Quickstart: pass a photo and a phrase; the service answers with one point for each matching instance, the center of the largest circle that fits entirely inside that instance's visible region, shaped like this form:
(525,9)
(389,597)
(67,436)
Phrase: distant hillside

— WHAT YOU NEED TO DO —
Each line above must be reproduced exactly as it stands.

— YOUR RESPONSE —
Quickstart: pass a photo and a phrase; the service answers with one point for each matching instance, the center of the largest circle that fits entirely inside that instance's visible region, shaped like this form:
(525,9)
(389,597)
(67,436)
Phrase: distant hillside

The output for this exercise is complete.